— START OF Input for this task —

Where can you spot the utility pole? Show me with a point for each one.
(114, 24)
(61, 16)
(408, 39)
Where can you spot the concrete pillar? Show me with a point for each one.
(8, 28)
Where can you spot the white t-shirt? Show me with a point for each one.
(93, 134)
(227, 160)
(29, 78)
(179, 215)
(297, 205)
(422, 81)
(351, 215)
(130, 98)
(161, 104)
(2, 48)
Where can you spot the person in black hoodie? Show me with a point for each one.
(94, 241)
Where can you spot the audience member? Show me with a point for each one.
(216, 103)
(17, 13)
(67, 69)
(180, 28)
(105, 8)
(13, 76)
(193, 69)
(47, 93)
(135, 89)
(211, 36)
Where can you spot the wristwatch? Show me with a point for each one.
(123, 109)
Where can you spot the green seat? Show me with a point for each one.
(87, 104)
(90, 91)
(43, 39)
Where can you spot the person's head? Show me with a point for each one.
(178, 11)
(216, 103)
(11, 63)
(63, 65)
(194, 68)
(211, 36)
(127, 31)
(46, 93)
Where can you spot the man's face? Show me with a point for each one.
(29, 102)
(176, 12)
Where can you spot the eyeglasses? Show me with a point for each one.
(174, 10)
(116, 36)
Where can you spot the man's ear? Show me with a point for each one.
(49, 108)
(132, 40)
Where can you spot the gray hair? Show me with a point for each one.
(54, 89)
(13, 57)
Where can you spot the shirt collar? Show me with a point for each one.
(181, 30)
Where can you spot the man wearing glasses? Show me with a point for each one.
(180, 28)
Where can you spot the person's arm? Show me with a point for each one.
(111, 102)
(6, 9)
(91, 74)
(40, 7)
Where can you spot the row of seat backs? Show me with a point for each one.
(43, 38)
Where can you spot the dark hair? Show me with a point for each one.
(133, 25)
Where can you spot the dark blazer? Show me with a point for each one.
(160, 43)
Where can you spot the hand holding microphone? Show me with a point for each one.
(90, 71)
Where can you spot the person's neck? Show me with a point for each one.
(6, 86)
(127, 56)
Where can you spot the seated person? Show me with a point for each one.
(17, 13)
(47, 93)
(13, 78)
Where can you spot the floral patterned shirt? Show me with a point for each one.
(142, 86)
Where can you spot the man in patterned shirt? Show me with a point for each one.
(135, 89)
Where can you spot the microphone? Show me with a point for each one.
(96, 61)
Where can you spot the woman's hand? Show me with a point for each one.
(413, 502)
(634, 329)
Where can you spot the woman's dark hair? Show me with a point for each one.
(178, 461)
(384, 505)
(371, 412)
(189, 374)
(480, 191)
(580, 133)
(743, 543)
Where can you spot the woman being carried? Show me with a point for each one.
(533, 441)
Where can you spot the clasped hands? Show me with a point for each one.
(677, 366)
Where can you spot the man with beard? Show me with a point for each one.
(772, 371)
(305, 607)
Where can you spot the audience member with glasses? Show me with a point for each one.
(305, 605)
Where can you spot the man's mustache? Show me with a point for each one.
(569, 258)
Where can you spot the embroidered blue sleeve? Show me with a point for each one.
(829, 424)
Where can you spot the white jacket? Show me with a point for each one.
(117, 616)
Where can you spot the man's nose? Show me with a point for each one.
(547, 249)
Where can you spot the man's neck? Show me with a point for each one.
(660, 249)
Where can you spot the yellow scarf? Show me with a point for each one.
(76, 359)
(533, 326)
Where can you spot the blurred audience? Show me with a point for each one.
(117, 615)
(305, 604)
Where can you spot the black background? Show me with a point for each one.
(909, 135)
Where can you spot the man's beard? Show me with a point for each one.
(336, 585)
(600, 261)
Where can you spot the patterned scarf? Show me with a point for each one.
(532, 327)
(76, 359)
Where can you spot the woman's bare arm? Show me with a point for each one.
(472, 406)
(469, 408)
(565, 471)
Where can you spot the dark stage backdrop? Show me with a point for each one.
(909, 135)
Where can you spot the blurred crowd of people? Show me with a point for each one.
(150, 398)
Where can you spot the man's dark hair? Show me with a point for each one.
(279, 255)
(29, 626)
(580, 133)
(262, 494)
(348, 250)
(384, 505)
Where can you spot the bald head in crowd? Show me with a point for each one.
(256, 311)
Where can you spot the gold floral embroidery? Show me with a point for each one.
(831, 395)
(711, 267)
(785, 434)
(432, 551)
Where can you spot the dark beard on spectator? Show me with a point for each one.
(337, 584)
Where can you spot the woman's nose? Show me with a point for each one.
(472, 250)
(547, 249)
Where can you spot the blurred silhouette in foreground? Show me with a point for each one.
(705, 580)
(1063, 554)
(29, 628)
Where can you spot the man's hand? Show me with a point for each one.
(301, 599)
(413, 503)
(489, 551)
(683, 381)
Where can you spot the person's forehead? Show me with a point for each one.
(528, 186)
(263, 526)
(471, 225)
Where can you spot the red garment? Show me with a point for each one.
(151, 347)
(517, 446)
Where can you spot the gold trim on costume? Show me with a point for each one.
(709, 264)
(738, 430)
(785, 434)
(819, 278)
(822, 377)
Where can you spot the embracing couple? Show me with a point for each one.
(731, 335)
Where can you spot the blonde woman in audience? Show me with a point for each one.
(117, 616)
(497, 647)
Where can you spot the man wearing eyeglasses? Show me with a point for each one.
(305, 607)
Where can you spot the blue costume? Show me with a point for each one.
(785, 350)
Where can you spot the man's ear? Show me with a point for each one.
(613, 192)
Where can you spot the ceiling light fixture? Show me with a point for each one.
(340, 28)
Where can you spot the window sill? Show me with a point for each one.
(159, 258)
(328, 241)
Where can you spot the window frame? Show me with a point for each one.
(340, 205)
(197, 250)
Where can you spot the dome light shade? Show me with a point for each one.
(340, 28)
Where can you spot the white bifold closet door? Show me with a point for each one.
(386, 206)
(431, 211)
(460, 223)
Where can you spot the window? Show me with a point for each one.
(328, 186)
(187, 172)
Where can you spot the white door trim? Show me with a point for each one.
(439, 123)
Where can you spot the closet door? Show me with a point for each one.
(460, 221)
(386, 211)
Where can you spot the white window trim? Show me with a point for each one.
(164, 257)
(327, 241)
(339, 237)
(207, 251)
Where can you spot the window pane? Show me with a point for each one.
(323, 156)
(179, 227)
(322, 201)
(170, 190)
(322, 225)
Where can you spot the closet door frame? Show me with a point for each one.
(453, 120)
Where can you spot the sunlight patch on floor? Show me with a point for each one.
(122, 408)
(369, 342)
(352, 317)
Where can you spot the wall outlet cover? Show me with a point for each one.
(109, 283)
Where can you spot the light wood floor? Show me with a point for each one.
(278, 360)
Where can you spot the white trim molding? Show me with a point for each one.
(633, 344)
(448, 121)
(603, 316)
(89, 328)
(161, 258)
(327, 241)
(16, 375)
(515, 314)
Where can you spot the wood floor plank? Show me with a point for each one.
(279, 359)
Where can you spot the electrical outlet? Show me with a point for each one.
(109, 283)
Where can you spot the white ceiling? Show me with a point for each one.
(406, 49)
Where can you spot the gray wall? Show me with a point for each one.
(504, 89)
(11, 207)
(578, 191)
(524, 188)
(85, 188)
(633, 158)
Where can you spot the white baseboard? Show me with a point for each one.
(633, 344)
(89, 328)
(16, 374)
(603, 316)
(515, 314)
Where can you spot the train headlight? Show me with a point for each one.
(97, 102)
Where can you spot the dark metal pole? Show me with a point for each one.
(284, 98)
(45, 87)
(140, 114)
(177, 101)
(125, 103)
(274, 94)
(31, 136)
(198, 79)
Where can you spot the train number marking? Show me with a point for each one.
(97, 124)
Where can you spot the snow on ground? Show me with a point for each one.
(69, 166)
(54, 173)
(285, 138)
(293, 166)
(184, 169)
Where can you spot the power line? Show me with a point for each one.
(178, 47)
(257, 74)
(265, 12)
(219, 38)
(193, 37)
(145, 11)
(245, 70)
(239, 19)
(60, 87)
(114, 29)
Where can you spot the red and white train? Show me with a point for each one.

— END OF Input for this task —

● What to do: Return exactly, and only, the line containing "Where can you spot the train headlight?" and every line after it through the end of the material.

● Solution for this problem:
Where can you spot the train headlight? Show me with a point for each one.
(97, 102)
Where can you spot the dark metal pole? Show me with a point for each one.
(284, 98)
(45, 87)
(140, 114)
(177, 101)
(125, 103)
(274, 94)
(31, 136)
(198, 79)
Where can you spot the train number marking? Show me with a point for each one.
(97, 124)
Where can you spot the snow on ground? Show me with a point for each one.
(69, 166)
(54, 173)
(285, 138)
(293, 166)
(184, 169)
Where can you spot the power line? Show me with a point for each one.
(178, 47)
(257, 74)
(265, 12)
(219, 38)
(193, 37)
(145, 11)
(245, 70)
(239, 19)
(60, 87)
(114, 29)
Where can you spot the red and white train? Show me with a point for each one.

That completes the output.